• Yapılacak Görevler:
**A)** Aşağıdaki metin parçasında Batı aklının "derin yanılgısı" olarak nitelenen durumu, metnin rasyonalizm hakkında söylediklerine dayanarak bir ila üç cümleyle açıklayın.
**B)** Aşağıdaki metin parçasına göre Kalp Gözü'nü hangi yayınevi yayımlamıştır?

• Metin Parçası:

◇ ◇ ◇ ◇ ◇

|

Akıl putuna karşı kalp gözü

Schuoun, Kalp Gözü''nde rasyonalizm gibi çağdaş kuramlarla mücadele etmiş bir Müslüman aydın olarak, ''yaratılışın kutsiyeti'' gibi yüce değerleri manevi hayatın resmettiği güzellik ve hakikat etrafında etkileyici biçimde ele alıyor.

Vedat Aydın
00:00 - 28/11/2012 Çarşamba
Güncelleme: 15:44 - 28/11/2012 Çarşamba
Yeni Şafak
Akıl putuna karşı kalp gözü
Akıl putuna karşı kalp gözü

Modern insanın aklı hakikatin ''düşünülmesi'' gereken bir şey olduğunu ileri sürer ama onun ''görülmesi'' gereken boyutunun da var olduğunu kabul etmeye yanaşmaz. Batıda bir disiplin olarak ortaya çıkan rasyonalizm tüm bilgilerimizin kaynağı olarak aklı öne sürmüş ama asırlardır insanoğlunun manevi hayatına dair sorunları çözmeyi başaramamıştır.

Kendisi de Batılı olan kimi yazarlar Batı aklının bu derin yanılgısını fark etmiş, modern insanın trajik çözümsüzlüğüne karşı başka bir yolun var olduğunu hatırlatmışlardır. İşte bunlardan biri asrımızın yetiştirdiği ender zekâlardan birisi olan Frithjof Schuon''dur. Schuon''u Türkiyeli okurlar yakından tanırlar. Pek çok kitabı Türkçe'ye tercüme edilmiştir. Bunlardan birisi de İnsan Yayınları'nın neşrettiği Kalp Gözü''dür. Schuoun, Batı aklının ortaya koyduğu varoluşçuluk, rasyonalizm, realizm gibi çağdaş kuramlarla mücadele etmiş, ''yaratılışın kutsiyeti'' gibi yüce değerleri kalp gözü gibi manevi hayatın resmettiği güzellik ve hakikat etrafında etkileyici biçimde ele almıştır.

Akla tapınmak

Yazarın da belirttiği gibi kitap ''bir bütün olarak öğretiden öteye homojen değildir.'' Kitap üç kısma ayrılmış. Birinci kısımda Metafizik ve Kozmoloji, İkinci kısımda Beşerî ve Kozmolojik meseleler, Üçüncü kısımda ise Manevi Hayat konuları üzerinde durulmuş. Birinci kısımda, Kalp Gözü, Bilgi, Pisagor Sayıları Üzerine, Ex Sözcüğünün Teolojik ve Metafizik İkirciliği, Uhrevî Durumlar Üzerine. İkinci kısımda, Entelektüellik ve Medeniyet, Doğu ile Batı Arasında, Manevî İfadenin İkilemleri, Suç ve Arında, Kefaret Üzerine. Üçüncü kısımda ise Manevî İdrâk Tarzları, Menevî İklimin Farklı Cihetleri, Mikrokozmos ve Sembol, İbadet ve Pssişik Unsurların Bütünleşmesi, Tefekkür Üzerine alt başlıkları yer alıyor.

◇ ◇ ◇ ◇ ◇

• Verilen Malzeme:
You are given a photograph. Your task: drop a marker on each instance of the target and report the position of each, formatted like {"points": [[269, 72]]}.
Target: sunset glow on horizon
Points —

◇ ◇ ◇ ◇ ◇

• Alıştırma Yanıtları:
**A)** Modern insanın aklı hakikati yalnızca düşünülmesi gereken bir şey olarak görür ve onun görülmesi gereken bir boyutu olduğunu kabul etmez. Batıda ortaya çıkan rasyonalizm bütün bilgilerimizin kaynağı olarak aklı öne sürmüştür. Ancak asırlardır insanoğlunun manevi hayatına dair sorunları çözmeyi başaramamıştır.

**B)** Kalp Gözü'nü İnsan Yayınları yayımlamıştır.